Task to carry out:
Retype each record shown below, leaving every character as it is.

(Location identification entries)
— START —

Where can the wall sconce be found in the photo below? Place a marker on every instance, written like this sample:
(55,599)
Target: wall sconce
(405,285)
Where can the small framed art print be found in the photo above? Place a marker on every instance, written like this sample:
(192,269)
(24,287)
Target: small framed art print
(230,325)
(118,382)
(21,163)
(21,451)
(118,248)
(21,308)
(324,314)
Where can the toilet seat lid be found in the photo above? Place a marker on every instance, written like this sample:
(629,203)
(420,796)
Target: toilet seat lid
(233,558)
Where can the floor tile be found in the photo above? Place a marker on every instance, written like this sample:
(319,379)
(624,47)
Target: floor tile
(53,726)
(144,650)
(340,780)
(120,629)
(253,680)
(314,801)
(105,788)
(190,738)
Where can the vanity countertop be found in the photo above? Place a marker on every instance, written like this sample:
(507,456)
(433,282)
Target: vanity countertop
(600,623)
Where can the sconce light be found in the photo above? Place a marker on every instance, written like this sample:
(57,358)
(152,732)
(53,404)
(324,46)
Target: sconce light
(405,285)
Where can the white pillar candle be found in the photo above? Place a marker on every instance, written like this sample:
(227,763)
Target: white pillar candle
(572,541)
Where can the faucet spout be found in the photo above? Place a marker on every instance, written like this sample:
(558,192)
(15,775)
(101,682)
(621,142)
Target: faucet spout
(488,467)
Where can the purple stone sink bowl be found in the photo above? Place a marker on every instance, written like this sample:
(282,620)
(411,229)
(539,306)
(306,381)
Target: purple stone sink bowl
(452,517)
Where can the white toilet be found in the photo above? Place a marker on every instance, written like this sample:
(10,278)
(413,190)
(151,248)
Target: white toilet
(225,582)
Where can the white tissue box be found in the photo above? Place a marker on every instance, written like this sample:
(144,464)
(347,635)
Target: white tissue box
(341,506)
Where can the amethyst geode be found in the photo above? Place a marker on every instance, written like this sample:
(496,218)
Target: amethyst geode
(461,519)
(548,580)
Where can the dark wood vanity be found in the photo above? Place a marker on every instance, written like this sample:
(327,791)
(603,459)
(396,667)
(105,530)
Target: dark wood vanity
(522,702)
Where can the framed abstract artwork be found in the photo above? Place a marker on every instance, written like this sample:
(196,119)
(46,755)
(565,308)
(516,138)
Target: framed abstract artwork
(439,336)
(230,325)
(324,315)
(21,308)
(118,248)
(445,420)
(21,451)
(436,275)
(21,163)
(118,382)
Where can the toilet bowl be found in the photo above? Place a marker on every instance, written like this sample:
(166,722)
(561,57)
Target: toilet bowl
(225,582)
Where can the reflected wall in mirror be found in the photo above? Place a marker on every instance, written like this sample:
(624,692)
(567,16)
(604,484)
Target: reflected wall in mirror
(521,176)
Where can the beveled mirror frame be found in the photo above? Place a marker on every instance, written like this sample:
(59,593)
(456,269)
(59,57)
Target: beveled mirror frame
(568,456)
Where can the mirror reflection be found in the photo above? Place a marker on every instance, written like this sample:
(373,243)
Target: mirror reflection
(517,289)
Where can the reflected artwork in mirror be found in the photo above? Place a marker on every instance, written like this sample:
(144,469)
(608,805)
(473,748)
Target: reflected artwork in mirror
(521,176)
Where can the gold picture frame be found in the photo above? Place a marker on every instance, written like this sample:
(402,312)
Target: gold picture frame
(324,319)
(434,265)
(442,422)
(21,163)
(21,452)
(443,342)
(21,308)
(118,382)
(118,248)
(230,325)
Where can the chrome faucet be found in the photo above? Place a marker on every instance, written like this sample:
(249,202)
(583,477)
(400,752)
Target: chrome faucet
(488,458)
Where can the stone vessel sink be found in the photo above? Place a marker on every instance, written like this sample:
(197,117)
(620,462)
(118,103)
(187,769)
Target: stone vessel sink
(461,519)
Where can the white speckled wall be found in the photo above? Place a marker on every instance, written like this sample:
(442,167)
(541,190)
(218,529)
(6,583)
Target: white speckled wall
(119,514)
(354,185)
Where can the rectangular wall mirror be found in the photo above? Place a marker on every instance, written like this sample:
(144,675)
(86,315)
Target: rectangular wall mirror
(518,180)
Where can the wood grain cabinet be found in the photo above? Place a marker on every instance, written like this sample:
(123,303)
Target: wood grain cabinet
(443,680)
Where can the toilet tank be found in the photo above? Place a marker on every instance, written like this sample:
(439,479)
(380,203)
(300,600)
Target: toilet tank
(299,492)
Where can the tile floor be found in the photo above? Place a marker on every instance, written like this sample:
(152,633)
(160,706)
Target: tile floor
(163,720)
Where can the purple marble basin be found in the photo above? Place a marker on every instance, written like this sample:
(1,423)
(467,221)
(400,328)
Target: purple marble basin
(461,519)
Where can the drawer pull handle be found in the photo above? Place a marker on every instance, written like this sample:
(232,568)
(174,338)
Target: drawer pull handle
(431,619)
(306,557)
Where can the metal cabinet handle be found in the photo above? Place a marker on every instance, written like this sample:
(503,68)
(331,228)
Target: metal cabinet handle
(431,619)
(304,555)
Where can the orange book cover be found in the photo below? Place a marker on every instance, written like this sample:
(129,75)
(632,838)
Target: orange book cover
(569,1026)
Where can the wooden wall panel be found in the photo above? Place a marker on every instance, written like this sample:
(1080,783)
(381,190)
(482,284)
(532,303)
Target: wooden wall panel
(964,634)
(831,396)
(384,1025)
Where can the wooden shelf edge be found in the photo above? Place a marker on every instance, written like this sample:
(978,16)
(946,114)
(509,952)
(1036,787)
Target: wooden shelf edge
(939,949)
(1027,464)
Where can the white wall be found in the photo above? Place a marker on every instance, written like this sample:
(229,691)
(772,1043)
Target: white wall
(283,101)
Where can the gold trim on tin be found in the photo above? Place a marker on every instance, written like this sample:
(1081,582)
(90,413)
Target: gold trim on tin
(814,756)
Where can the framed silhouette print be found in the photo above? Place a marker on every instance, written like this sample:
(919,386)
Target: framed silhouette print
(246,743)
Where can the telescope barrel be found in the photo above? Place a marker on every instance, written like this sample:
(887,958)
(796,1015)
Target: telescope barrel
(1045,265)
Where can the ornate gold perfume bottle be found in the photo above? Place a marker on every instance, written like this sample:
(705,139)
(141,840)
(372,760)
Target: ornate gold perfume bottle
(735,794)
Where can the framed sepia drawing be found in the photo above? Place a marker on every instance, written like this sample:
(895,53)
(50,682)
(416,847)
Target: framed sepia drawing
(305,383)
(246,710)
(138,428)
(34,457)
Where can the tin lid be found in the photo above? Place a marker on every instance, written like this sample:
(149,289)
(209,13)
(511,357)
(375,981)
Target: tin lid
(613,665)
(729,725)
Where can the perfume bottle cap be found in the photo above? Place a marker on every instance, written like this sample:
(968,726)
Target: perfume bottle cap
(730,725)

— END —

Problem solution:
Where can the wall sconce be found in the photo below? Place a marker on every instance, written like this sample:
(55,599)
Target: wall sconce
(405,285)
Where can the small framed art print be found in the photo above? Place a marker on every instance, written like this sample:
(192,269)
(24,287)
Target: small framed art print
(230,325)
(118,382)
(21,163)
(21,451)
(118,248)
(21,308)
(324,314)
Where can the toilet seat lid be found in the photo above? Place a marker on every instance, written like this sample:
(629,203)
(420,796)
Target: toilet seat lid
(233,558)
Where can the floor tile be found in the photo above? Place a marker on every instance, written like this sample:
(319,379)
(624,47)
Target: floor tile
(53,726)
(144,650)
(340,780)
(120,629)
(253,680)
(314,801)
(105,788)
(190,738)
Where can the vanity countertop be found in the photo above? Place a marker on every instance, written like this sample:
(507,456)
(433,282)
Target: vanity countertop
(600,623)
Where can the sconce light be found in the photo above? Place a marker on every instance, written like this sample:
(57,358)
(152,732)
(53,404)
(324,46)
Target: sconce light
(405,285)
Where can the white pillar candle be found in the photo above? Place a marker on every instance, written like this sample:
(227,763)
Target: white pillar candle
(572,541)
Where can the faucet spout be found in the photo above? Place a marker on every instance, written like this sample:
(558,192)
(15,775)
(101,682)
(621,142)
Target: faucet spout
(488,467)
Where can the purple stone sink bowl be found in the photo above? Place a marker on every instance, written like this sample:
(282,620)
(411,229)
(539,306)
(306,381)
Target: purple stone sink bowl
(452,517)
Where can the white toilet be found in the photo above? Place a marker on every instance, written like this sample:
(10,278)
(413,190)
(151,248)
Target: white toilet
(225,582)
Where can the white tissue box be found in the photo above? Place a marker on every instance, written like this sample:
(144,464)
(347,635)
Target: white tissue box
(341,506)
Where can the amethyst geode be found in the photo above? Place a marker on every instance, written like this sample:
(496,218)
Target: amethyst geode
(461,519)
(548,580)
Where can the dark wood vanity be found in the photo above? Place a marker on every instance, written like this sample:
(327,791)
(603,459)
(396,667)
(105,530)
Target: dark wood vanity
(522,702)
Where can the framed abstract artwork be found in the photo above? Place a marker on every instance, written like this sample:
(196,119)
(46,755)
(565,308)
(516,138)
Target: framed abstract artwork
(439,336)
(230,325)
(324,315)
(21,308)
(118,248)
(445,420)
(21,451)
(436,275)
(21,163)
(118,382)
Where can the toilet bowl be found in the photo above? Place a marker on every instance, written like this sample:
(166,722)
(561,57)
Target: toilet bowl
(225,582)
Where can the reflected wall in mirror be found in the photo above? Place a marker on every instance, written like this sample:
(624,692)
(567,16)
(604,484)
Target: reflected wall in mirror
(521,176)
Where can the beveled mirror frame be found in the photo above? Place a marker on every instance, written like this sample:
(59,593)
(456,269)
(59,57)
Target: beveled mirror frame
(568,456)
Where can the mirror reflection be found in the photo above? Place a marker on every instance, written like this sample:
(373,243)
Target: mirror reflection
(517,289)
Where can the reflected artwork in mirror be found in the photo above? Place a marker on every instance, written like this sample:
(144,469)
(608,805)
(473,748)
Target: reflected artwork in mirror
(521,176)
Where can the gold picture frame be found in the photo above? Place a marker on every instance, written like this sample:
(402,312)
Target: gold picture frame
(324,319)
(434,265)
(442,422)
(21,163)
(21,452)
(443,342)
(21,308)
(118,382)
(118,248)
(230,325)
Where can the chrome faucet be found in the photo above? Place a marker on every instance, written like this sample:
(249,202)
(583,477)
(400,752)
Target: chrome faucet
(488,458)
Where can the stone vessel sink be found in the photo above? Place a marker on every instance, written like this sample:
(197,117)
(620,462)
(118,103)
(187,769)
Target: stone vessel sink
(461,519)
Where can the white speckled wall be found in the photo above? Place a marker on every instance, written like this sample:
(442,167)
(541,190)
(218,529)
(6,583)
Target: white speckled wall
(119,514)
(354,185)
Where can the rectangular wall mirror be found in the photo above? Place a marker on every instance, written like this sample:
(144,675)
(86,315)
Target: rectangular wall mirror
(518,180)
Where can the wood grain cabinet be found in the photo above? Place a marker on every instance, written like this sample:
(123,303)
Target: wood grain cabinet
(443,680)
Where can the toilet tank be found in the photo above? Place a marker on every instance, written like this sample:
(439,479)
(380,203)
(300,600)
Target: toilet tank
(299,492)
Where can the tile floor be found in the photo above? Place a marker on every instance, written like this sample:
(152,633)
(160,706)
Target: tile floor
(163,720)
Where can the purple marble basin be found in the photo above? Place a marker on every instance, written like this sample:
(1,423)
(467,221)
(400,328)
Target: purple marble basin
(461,519)
Where can the drawer pull handle be found in the photo above? Place a marker on every instance, written like this sample:
(232,568)
(174,338)
Target: drawer pull handle
(431,619)
(306,557)
Where can the metal cabinet handle be found in the photo above? Place a marker on every instance, written like this sample:
(503,68)
(331,228)
Target: metal cabinet handle
(431,619)
(304,555)
Where can the orange book cover be found in the photo below? Place a marker on every instance, written like this sample:
(129,75)
(632,838)
Target: orange book cover
(569,1026)
Where can the wooden wall panel be found in the photo above? Place a marker on every instance, written like this sample:
(1080,783)
(381,190)
(482,284)
(532,303)
Target: wooden wall panel
(964,634)
(831,396)
(384,1025)
Where can the wooden shelf edge be found in the photo above? Place a marker on every instance, written like this sample:
(978,16)
(946,114)
(509,952)
(1036,787)
Target: wooden shelf edge
(939,949)
(1027,464)
Where can the white wall be found in the photo above? Place a marker on every instance, written like this sample:
(229,691)
(772,1043)
Target: white wall
(283,101)
Where can the gold trim on tin be found in the photo above? Place a marker on every instance, written like this sample:
(1081,582)
(90,413)
Target: gold trim on tin
(814,756)
Where can the framed silhouette print be found in the photo above? Place a marker on every instance, written like this sample:
(919,386)
Target: framed silhouette print
(246,743)
Where can the telescope barrel be found in the photo above? Place a marker on every instance, written like this sample:
(887,958)
(796,1015)
Target: telescope barrel
(1045,265)
Where can the ornate gold perfume bottle be found in the photo above? Place a marker on every instance, written like this sample:
(705,139)
(141,840)
(372,760)
Target: ornate gold perfume bottle
(735,794)
Where can the framed sepia drawing be found in the photo above? Place a marker on every instance, written like this sample:
(895,53)
(50,682)
(416,847)
Target: framed sepia drawing
(305,383)
(246,710)
(138,428)
(34,457)
Where can the tin lid be found in the photo above? Place a marker on every instance, written like this sample:
(149,289)
(209,13)
(511,357)
(375,981)
Target: tin lid
(613,665)
(729,725)
Where can the perfume bottle cap be found in the photo above? Place a marker on every instance, written like this sample:
(968,726)
Target: perfume bottle cap
(730,725)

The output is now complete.